** Opening DATASET ENTRIES block **

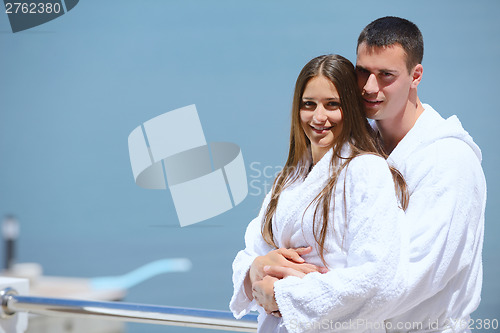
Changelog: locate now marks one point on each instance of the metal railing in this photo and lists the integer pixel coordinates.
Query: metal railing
(142, 313)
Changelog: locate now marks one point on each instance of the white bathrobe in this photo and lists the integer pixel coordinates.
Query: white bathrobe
(365, 252)
(442, 167)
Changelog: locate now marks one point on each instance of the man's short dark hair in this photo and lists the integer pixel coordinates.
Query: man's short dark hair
(390, 30)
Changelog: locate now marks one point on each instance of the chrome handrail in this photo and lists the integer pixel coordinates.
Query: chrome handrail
(142, 313)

** Closing DATASET ENTRIES block **

- [TASK OBJECTIVE] Examine the records above and state the number of lines that include "integer", with no further text.

- [RESULT] 4